(Collected data entries)

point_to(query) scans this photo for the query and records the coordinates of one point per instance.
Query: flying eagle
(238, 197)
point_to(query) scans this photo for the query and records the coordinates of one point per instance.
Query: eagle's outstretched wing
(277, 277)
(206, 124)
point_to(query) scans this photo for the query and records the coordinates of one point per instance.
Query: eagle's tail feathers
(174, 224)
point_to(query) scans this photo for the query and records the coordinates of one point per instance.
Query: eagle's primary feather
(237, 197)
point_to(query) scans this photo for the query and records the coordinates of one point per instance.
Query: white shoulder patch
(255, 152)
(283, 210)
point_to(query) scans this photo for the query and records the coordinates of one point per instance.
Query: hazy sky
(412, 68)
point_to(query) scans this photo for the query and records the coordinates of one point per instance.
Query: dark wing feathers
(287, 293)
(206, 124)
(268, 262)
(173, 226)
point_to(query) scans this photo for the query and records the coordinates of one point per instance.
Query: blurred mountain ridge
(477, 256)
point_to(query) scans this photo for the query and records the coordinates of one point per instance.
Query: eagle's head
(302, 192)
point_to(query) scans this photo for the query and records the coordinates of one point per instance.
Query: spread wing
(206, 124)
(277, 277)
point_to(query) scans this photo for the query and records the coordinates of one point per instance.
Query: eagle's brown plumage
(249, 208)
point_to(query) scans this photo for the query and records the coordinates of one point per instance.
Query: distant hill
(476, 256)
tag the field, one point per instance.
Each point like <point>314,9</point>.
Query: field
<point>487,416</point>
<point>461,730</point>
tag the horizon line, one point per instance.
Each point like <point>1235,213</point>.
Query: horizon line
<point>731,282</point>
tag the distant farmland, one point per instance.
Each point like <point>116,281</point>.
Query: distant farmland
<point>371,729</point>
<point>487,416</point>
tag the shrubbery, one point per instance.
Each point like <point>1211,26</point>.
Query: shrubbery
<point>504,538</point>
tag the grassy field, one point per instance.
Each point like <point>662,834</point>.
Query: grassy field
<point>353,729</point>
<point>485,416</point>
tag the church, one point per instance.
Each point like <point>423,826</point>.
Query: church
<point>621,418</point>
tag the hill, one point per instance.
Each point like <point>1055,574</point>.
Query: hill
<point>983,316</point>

### TASK STATEMENT:
Swap "shrubbery" for "bushes" in everything from the line containing "tag the shrubbery, one point per instance." down to the line containing "<point>504,538</point>", and reproduce those lines with nothing else altered.

### THE OUTPUT:
tag the bushes, one point per instance.
Each point like <point>1211,26</point>.
Query: bushes
<point>504,538</point>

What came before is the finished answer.